== Segment start ==

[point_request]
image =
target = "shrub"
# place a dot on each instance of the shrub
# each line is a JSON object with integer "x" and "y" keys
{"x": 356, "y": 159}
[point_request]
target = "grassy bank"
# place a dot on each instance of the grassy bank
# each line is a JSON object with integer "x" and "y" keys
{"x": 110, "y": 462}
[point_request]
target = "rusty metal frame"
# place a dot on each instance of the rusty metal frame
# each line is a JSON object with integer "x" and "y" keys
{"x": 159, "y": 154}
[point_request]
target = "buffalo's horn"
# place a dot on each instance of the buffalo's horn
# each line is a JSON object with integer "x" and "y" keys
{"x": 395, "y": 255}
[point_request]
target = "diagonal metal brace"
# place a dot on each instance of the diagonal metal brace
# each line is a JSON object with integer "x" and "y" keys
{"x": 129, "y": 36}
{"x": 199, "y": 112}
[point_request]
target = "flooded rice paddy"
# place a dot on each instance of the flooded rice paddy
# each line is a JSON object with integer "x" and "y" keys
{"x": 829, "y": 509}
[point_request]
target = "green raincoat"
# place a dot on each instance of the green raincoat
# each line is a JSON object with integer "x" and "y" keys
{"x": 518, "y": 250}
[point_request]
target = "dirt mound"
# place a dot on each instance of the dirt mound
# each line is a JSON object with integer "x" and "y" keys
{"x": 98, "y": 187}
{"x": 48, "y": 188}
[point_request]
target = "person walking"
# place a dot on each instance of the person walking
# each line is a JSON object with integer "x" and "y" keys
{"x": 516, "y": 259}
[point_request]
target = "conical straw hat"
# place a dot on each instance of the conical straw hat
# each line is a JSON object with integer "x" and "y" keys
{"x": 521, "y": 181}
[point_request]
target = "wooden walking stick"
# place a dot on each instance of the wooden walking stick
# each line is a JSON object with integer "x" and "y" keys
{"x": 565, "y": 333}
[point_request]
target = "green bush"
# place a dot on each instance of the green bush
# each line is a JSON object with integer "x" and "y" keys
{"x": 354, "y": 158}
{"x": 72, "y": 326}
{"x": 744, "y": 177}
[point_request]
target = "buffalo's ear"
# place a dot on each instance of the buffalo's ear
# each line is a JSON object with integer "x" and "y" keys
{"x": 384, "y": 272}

== Segment end ==

Exact duplication is required for the lines above, from the line that contains "# place a dot on each instance of the flooded" to the line that contains "# place a dot on each instance of the green raincoat", inclusive; omit all others.

# place a dot on each instance of the flooded rice paddy
# each line is a JSON object with integer "x" and "y" keys
{"x": 829, "y": 509}
[point_request]
target = "green raincoat"
# place a dot on each instance of the green raincoat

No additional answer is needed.